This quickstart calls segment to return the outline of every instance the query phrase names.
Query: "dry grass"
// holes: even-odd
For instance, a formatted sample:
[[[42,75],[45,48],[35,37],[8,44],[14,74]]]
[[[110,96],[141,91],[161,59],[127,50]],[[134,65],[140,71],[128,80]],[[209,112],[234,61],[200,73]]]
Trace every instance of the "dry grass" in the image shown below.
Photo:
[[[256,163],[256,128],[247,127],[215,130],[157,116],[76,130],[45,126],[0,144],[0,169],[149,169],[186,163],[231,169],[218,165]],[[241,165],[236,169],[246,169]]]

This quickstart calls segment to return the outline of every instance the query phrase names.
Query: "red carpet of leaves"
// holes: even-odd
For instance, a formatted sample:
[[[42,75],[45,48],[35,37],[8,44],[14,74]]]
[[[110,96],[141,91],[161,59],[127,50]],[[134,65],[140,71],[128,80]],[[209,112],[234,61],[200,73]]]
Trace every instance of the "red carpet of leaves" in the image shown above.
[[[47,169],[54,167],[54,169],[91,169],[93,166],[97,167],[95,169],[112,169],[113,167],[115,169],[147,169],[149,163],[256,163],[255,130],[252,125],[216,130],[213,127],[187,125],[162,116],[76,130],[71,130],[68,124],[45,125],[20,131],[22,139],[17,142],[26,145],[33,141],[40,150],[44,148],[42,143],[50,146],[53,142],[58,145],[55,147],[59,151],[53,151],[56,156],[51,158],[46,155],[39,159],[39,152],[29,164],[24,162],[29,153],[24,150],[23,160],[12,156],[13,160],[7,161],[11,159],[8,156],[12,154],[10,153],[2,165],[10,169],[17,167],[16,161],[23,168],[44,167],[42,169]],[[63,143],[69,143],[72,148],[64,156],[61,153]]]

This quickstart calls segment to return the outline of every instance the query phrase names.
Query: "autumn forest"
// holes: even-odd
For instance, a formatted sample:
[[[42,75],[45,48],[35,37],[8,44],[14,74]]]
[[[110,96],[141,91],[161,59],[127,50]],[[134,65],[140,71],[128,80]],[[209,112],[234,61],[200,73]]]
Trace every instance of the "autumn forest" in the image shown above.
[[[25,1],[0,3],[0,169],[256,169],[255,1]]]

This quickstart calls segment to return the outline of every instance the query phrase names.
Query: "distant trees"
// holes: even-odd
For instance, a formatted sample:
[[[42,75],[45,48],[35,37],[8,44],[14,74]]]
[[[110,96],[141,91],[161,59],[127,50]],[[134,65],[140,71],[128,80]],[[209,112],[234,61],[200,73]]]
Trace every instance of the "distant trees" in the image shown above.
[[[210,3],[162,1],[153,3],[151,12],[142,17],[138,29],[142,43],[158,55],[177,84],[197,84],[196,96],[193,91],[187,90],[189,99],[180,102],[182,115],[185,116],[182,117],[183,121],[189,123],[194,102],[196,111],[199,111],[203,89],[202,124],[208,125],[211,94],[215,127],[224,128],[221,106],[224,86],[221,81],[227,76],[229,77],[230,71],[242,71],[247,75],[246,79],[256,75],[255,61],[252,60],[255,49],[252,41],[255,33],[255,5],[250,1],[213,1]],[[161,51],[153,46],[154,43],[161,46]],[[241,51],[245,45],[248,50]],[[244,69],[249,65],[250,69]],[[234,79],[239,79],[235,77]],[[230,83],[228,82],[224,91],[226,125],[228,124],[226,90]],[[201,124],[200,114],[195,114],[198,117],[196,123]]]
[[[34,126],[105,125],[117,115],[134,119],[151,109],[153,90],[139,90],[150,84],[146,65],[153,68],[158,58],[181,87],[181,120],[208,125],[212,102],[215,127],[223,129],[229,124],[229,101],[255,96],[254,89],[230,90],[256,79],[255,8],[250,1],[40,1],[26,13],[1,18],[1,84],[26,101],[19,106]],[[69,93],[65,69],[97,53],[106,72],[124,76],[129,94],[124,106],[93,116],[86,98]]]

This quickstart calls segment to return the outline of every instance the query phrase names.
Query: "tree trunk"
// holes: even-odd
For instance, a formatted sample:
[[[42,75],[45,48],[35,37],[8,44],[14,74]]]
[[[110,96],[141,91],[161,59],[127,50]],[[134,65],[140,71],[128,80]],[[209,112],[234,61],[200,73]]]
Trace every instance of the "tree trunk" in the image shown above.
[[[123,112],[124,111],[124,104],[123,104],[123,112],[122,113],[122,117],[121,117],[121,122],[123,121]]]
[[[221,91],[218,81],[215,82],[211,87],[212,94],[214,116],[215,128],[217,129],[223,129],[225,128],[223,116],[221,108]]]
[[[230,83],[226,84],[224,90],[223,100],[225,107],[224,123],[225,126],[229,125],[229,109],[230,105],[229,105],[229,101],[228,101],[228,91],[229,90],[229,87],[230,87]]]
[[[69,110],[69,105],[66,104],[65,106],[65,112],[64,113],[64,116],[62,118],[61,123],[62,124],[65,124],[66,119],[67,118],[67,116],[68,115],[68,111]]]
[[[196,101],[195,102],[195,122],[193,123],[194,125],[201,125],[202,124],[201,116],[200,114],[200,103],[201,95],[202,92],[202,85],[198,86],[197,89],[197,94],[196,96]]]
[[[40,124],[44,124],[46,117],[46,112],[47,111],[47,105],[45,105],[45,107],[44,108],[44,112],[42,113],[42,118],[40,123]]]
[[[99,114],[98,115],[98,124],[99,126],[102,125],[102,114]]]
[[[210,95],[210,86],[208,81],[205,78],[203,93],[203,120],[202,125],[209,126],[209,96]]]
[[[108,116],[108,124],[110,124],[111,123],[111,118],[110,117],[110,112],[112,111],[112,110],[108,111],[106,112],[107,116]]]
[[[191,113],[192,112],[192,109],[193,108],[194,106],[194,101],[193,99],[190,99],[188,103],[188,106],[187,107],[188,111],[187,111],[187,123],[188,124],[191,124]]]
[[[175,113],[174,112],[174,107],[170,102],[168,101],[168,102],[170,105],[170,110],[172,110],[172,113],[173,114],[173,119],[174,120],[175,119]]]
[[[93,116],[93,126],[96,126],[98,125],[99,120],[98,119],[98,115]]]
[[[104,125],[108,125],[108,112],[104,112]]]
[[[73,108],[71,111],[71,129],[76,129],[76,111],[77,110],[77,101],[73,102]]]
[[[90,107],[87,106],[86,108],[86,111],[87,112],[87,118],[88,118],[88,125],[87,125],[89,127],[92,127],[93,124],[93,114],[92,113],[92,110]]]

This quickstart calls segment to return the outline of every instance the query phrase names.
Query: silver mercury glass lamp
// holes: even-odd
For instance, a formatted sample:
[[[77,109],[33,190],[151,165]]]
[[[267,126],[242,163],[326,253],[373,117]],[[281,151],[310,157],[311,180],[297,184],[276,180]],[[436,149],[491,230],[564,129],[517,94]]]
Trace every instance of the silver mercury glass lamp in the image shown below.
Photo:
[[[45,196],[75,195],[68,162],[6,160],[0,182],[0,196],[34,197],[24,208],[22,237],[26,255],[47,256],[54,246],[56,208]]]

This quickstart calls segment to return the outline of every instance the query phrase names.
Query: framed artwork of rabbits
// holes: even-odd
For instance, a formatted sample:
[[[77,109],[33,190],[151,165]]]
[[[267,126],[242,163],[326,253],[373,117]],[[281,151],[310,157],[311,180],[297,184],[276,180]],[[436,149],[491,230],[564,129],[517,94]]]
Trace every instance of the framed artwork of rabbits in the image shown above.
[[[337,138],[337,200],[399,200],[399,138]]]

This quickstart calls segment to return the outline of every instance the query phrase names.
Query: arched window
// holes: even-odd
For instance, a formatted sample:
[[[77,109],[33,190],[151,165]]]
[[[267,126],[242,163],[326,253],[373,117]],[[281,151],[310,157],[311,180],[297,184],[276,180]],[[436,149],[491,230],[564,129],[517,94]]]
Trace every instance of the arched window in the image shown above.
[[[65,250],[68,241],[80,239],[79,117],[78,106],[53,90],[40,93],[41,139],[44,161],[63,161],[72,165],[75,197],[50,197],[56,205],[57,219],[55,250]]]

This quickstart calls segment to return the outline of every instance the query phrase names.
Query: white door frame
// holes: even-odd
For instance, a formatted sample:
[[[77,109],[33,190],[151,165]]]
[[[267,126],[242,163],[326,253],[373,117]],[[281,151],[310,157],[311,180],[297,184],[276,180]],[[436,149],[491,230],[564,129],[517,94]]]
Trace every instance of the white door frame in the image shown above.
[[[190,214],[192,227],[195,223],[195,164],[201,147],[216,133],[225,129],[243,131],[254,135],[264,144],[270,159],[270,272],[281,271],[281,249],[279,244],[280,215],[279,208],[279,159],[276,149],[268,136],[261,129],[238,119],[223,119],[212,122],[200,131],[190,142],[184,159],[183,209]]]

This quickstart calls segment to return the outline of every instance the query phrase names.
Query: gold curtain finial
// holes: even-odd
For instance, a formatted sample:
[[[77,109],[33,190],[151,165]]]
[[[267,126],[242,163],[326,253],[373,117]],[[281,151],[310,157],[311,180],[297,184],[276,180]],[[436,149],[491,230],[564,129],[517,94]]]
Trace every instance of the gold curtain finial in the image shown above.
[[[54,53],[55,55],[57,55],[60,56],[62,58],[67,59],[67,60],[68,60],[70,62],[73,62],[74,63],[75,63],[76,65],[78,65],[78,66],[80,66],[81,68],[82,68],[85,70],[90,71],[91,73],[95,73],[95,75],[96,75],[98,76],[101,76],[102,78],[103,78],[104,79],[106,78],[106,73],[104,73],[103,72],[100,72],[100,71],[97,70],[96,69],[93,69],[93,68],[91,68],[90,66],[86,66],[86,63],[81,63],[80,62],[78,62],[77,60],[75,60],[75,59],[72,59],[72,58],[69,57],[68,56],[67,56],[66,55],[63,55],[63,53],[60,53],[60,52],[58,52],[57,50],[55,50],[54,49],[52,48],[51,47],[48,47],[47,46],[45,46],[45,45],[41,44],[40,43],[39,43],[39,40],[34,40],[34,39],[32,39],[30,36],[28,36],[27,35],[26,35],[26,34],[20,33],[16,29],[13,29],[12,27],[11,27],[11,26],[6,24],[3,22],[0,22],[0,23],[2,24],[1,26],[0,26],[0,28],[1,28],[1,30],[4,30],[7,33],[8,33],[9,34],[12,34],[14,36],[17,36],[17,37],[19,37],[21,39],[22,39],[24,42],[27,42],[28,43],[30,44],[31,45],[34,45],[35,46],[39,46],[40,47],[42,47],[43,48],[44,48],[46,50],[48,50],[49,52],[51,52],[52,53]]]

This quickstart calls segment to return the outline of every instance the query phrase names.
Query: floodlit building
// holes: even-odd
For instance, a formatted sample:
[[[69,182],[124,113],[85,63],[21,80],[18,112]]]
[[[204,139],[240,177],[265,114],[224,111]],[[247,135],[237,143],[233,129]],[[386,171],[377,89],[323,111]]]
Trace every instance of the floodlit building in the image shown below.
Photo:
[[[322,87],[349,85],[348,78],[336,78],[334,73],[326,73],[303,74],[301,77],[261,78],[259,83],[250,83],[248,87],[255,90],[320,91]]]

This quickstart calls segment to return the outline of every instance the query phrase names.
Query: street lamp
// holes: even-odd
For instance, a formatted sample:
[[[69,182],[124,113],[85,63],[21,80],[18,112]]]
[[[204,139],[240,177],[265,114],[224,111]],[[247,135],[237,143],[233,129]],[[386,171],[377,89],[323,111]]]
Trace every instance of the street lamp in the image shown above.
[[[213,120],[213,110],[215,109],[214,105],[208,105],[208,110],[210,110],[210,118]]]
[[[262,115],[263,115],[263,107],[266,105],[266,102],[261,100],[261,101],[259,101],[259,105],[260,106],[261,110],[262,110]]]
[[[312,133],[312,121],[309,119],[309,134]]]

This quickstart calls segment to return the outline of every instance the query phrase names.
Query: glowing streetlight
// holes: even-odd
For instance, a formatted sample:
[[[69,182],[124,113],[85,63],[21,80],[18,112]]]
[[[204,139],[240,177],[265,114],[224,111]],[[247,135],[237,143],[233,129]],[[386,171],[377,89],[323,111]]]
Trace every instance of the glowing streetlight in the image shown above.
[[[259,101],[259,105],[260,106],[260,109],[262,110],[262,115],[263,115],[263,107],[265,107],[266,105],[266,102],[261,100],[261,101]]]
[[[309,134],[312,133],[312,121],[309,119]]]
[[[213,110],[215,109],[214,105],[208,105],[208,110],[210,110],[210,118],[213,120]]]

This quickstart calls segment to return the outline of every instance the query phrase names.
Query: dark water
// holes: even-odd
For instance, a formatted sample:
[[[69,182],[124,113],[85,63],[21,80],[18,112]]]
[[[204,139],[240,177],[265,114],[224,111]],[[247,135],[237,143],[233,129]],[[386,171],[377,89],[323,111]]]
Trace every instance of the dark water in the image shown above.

◆ ◆ ◆ ◆ ◆

# EXERCISE PROMPT:
How many lines in the items above contain the string "below"? Give only the number.

# EXERCISE OUTPUT:
3